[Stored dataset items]
○ ○ ○

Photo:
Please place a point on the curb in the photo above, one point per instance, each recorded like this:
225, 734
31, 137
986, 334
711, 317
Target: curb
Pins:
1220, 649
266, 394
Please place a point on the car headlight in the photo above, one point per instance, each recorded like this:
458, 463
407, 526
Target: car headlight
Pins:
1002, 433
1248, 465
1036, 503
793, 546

○ ○ ○

Exercise directions
Rewrite all of the items, changing each "Target" to "Object" and leaving everything else untouched.

Task response
Photo:
Please place a point on the curb in the photo above, one point per instance, each recorded like this:
225, 734
31, 137
986, 334
711, 317
Object: curb
Pins:
1220, 649
266, 394
Please place a point on the car headlight in the photo above, one point per instance, each recorded like this:
458, 463
407, 526
Object: car headlight
Pins:
1002, 433
1248, 465
1036, 503
793, 546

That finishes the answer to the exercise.